Scan the entries line by line and return those with "bumper".

[Image-grounded pointing data]
----------

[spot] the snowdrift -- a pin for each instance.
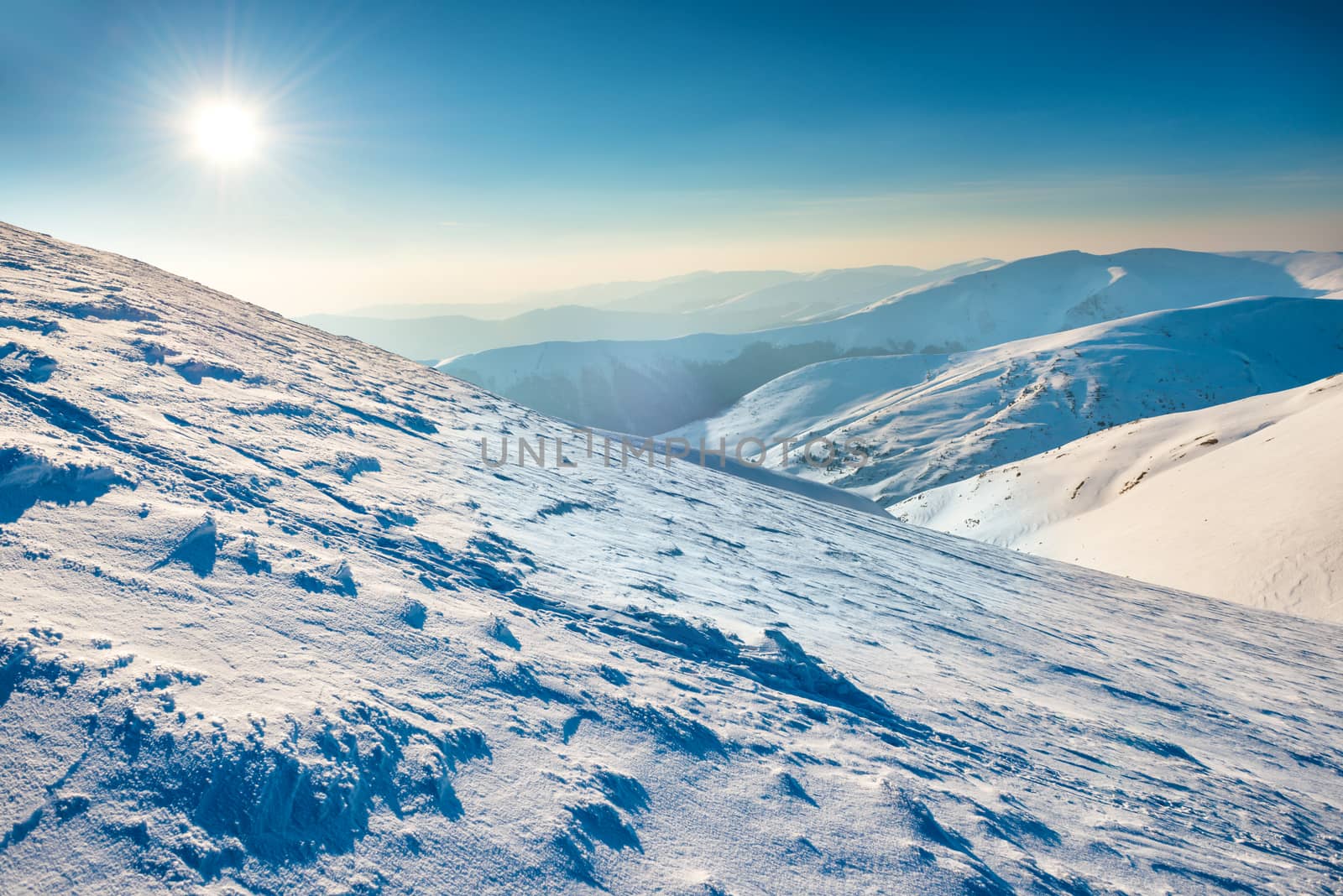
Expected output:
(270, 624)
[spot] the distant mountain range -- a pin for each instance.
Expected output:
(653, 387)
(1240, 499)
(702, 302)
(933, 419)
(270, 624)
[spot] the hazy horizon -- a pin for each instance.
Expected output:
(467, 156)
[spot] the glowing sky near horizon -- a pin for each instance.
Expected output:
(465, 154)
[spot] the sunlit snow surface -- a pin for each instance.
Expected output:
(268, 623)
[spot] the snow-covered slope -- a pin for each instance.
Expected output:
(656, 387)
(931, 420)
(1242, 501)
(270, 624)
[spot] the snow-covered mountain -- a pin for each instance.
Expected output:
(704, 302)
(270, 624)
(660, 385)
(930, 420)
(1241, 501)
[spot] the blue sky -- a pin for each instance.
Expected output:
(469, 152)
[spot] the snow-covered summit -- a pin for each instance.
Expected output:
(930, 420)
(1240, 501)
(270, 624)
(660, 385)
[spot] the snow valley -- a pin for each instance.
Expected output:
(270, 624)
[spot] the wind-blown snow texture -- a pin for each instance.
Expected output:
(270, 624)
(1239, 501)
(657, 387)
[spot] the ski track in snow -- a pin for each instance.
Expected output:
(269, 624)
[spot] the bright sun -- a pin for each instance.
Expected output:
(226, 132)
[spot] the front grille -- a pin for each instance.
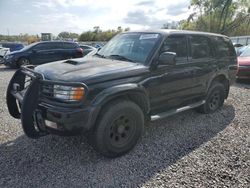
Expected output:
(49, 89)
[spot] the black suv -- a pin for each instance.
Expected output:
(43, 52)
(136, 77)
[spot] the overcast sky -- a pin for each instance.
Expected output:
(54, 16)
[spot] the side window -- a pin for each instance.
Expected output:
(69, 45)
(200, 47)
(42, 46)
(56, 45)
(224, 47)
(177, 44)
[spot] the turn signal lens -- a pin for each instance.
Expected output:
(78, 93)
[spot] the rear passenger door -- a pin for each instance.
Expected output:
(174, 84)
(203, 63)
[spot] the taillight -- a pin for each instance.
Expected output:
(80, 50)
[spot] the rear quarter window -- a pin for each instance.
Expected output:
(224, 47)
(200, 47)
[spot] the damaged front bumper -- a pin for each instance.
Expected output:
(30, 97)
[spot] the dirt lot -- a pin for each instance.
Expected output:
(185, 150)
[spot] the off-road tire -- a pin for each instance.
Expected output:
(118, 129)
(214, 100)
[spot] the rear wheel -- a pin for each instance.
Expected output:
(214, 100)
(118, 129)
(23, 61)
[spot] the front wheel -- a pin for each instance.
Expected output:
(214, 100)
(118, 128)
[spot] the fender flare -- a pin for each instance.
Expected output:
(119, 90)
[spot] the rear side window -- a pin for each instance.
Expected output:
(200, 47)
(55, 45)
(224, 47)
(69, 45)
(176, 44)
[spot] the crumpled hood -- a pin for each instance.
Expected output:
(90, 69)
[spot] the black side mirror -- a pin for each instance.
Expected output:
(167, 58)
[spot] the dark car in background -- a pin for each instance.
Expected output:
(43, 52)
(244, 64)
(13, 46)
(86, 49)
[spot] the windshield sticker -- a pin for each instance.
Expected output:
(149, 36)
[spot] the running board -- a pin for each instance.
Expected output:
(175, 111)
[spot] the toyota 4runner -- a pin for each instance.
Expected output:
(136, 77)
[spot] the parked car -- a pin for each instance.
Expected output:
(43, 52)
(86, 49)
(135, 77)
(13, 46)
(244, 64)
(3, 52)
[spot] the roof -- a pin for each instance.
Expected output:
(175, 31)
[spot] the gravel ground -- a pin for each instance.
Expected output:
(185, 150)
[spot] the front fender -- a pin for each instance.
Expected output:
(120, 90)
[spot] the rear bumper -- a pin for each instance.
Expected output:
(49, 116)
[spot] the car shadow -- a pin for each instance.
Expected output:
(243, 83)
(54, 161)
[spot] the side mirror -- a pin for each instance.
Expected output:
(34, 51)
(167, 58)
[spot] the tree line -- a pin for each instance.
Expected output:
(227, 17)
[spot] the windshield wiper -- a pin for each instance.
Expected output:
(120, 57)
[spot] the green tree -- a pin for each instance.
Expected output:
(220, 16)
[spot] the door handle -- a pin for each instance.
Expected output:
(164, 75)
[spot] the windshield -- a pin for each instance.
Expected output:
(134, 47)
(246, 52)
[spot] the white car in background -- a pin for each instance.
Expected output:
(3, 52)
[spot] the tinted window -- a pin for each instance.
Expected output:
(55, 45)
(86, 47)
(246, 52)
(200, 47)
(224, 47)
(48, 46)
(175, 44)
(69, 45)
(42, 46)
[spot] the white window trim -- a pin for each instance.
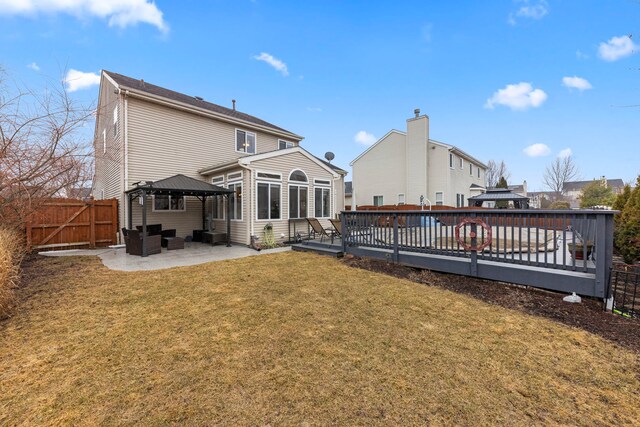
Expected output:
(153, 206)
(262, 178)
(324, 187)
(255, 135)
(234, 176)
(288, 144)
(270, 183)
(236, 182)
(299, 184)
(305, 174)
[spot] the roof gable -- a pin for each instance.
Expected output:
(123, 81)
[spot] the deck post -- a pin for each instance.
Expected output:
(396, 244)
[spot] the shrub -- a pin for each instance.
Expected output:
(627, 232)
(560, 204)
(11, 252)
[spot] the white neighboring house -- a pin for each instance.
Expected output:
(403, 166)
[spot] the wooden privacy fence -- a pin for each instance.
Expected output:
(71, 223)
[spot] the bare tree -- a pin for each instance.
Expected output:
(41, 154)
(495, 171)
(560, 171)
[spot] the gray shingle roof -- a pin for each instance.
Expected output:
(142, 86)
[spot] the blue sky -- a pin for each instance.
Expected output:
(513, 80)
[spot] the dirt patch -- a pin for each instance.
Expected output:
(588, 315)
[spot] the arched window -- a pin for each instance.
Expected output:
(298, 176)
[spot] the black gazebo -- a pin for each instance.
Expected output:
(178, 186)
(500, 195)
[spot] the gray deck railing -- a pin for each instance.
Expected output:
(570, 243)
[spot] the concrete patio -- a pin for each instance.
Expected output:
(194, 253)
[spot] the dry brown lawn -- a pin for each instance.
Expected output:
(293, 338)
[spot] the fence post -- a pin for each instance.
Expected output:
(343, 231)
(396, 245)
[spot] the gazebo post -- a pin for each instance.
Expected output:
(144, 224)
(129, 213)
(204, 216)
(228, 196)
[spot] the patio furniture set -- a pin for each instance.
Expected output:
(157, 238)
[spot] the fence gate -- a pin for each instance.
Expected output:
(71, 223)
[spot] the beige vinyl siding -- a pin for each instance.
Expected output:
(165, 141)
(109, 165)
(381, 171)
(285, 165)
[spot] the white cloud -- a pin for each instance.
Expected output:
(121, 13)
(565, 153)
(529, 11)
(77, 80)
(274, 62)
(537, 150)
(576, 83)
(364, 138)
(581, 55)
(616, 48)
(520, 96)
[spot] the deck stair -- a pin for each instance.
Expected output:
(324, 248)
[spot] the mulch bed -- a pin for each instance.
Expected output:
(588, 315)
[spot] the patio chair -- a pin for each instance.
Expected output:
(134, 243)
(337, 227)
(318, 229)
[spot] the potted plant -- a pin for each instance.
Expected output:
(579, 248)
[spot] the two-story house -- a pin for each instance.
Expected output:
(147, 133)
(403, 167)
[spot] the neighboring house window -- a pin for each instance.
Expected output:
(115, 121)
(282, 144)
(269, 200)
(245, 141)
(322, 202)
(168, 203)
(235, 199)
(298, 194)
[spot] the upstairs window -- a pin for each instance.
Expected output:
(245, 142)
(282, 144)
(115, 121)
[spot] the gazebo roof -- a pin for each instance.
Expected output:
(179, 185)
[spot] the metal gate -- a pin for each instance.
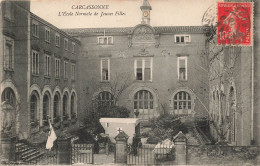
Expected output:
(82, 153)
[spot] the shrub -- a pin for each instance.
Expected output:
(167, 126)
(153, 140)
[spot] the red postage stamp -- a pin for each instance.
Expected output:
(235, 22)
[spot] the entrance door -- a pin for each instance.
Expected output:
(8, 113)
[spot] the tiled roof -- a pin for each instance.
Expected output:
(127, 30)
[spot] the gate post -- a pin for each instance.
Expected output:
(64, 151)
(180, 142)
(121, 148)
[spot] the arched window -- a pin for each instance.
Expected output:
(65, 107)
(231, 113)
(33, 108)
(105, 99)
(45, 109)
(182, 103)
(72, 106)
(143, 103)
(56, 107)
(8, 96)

----------

**Exercise output:**
[spot] the damaged front bumper -- a pin for each instance.
[spot] the rear bumper -- a pin for each instance.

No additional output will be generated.